Begin Document

Organized at New York City
May 29 Mustered in
June 2 Left State for Washington, D.C. under the command of Lieutenant Colonel S.M. Elliott and Major David McClelland
June 6 Colonel J.C. Cameron, brother of the Secretary of War, was appointed to command the regiment
June Duty in the Defenses of Washington, D. C., attached to Mansfield’s Command, Dept. of Washington
July 16-21 Advance on Manassas, Va. attached to Sherman’s Brigade, Tyler’s Division, McDowell’s Army of Northeast Virginia
July 17 Occupation of Fairfax Court House
July 21
Battle of Bull Run

The regiment lost Colonel Cameron, Captain Brown and 39 men killed or mortally wounded, 7 officers and 35 men wounded, and 8 officers and 107 men missing.

August Duty in the Defenses of Washington assigned to W. F. Smith’s Brigade, Division of the Potomac. Colonel Isaac Stevens took over the regiment.
September 25 Reconnaissance to Lewinsville, Va.
October Colonel Stevens was promoted to brigadier general and the regiment was assigned to Stevens’ Brigade, Smith’s Division, Army of the Potomac. Lieutenant Colonel Elliott and Major McClelland both resigned.
October 10-11 Reconnaissance to Lewinsville, Va.
October 10 Little River Turnpike, near Lewinsville
October 12 Bailey’s Cross Roads
October 21-November 7 Sherman’s Expedition to Port Royal, S.C. Assigned to Stevens’ 2nd Brigade, Sherman’s South Carolina Expeditionary Corps
November 7 Capture of Forts Walker and Beauregard, Port Royal Harbor, S.C.
November 8 to December 11 Occupation of Bay Point
December-June Duty at Beaufort, S.C., and vicinity
December 17 Addison Farnsworth was promoted to colonel
January Expedition to Port Royal Ferry
April Assigned to 2nd Brigade, 2nd Division, Dept. of the South
May 29 Action at Pocotaligo, S. C.
June 1-28 Expedition to James Island, S.C.
June 16
Battle of Secessionville

The regiment lost 1 officer and 34 men killed or mortally wounded, 5 officers and 74 men wounded, and 34 men missing.

June 28-July 7 Evacuation of James Island and movement to Hilton Head, S.C.
July 12-16 Moved to Newport News, Va.
August 4-6 To Fredericksburg and asigned to 2nd Brigade, 1st Division, 9th Army Corps, Army of the Potomac
August 13-
September 2
Pope’s Campaign in Northern Virginia
August 13-27 Operations on the Rappahannock and Rapidan Rivers
August 30
Second Battle of Bull Run

The regiment lost 9 men killed or mortally wounded, 5 officers and 656 men wounded, and 1 officer and 12 men missing. Colonel Farnsworth was wounded and disabled, and Lieutenant Colonel Morrison took command of the regiment.

End Document
Begin Raw data

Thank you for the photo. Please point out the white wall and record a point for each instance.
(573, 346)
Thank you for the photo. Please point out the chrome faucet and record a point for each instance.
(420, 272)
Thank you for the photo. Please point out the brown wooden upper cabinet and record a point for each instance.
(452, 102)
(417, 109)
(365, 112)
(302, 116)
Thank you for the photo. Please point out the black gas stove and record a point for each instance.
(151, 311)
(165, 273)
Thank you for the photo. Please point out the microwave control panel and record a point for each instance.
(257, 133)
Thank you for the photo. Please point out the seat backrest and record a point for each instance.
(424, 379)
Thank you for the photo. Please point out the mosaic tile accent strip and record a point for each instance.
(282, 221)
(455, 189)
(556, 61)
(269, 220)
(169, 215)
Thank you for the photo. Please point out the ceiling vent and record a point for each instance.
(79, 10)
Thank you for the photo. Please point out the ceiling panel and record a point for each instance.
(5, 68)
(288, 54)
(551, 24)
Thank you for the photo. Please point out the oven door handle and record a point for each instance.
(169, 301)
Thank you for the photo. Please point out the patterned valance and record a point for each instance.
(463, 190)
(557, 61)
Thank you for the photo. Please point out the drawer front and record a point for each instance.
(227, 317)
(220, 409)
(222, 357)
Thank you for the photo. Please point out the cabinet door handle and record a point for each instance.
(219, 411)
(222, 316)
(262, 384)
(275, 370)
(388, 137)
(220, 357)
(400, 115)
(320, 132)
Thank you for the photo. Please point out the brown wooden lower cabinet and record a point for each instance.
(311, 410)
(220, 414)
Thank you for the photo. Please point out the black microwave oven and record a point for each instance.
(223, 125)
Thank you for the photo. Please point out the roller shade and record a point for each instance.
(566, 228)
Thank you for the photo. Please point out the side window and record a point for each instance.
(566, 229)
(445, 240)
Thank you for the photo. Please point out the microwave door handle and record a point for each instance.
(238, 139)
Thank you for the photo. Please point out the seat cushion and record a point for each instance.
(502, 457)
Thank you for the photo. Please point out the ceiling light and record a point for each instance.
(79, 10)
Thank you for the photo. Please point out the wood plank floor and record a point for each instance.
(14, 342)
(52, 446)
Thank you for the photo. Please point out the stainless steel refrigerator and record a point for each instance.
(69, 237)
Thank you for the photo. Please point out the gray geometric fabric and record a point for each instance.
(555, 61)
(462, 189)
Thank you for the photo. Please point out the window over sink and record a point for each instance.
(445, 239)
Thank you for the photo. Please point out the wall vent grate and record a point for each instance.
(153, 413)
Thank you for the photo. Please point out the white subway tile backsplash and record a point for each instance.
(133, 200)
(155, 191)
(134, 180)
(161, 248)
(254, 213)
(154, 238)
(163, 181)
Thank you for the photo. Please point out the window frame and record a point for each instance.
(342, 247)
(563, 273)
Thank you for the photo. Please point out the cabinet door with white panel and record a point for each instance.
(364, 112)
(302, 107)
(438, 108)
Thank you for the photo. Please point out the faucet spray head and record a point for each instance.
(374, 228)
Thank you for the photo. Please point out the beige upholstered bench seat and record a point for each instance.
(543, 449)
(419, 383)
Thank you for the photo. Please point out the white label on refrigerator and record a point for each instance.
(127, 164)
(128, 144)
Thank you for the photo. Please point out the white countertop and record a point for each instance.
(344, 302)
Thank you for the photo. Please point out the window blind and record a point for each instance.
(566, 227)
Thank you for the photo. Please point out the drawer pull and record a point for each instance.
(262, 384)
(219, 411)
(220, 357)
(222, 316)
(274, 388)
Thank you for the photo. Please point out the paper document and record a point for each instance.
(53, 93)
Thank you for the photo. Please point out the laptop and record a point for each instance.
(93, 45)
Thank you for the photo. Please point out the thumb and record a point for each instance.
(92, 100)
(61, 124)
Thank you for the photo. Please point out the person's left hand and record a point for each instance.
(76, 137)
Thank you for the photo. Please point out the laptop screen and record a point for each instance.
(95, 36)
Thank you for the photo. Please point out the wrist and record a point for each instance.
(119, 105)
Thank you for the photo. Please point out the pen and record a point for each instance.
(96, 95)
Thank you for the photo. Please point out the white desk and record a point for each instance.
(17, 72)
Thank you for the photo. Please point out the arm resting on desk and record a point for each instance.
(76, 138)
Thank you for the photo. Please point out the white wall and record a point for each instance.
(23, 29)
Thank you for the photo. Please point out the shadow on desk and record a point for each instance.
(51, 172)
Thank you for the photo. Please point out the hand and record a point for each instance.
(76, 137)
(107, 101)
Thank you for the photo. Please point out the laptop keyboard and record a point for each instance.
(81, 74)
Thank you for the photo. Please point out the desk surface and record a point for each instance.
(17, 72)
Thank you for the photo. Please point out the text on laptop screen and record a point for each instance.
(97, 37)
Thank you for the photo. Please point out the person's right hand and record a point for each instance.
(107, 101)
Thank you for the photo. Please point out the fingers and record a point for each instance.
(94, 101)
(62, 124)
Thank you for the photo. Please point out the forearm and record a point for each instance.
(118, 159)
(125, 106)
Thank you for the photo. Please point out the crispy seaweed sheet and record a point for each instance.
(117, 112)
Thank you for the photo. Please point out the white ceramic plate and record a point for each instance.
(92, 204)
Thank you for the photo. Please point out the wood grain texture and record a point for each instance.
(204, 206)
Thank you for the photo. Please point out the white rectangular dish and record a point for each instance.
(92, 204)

End Raw data

_Exercises to complete_.
1. Please transcribe the regiment timeline between "October Colonel Stevens" and "Royal Harbor, S.C.", inclusive.
2. According to the regiment timeline, who took command of the regiment after Colonel Farnsworth was wounded and disabled at the Second Battle of Bull Run?

_Responses to the exercise_.
1.
October Colonel Stevens was promoted to brigadier general and the regiment was assigned to Stevens’ Brigade, Smith’s Division, Army of the Potomac. Lieutenant Colonel Elliott and Major McClelland both resigned.
October 10-11 Reconnaissance to Lewinsville, Va.
October 10 Little River Turnpike, near Lewinsville
October 12 Bailey’s Cross Roads
October 21-November 7 Sherman’s Expedition to Port Royal, S.C. Assigned to Stevens’ 2nd Brigade, Sherman’s South Carolina Expeditionary Corps
November 7 Capture of Forts Walker and Beauregard, Port Royal Harbor, S.C.

2. Lieutenant Colonel Morrison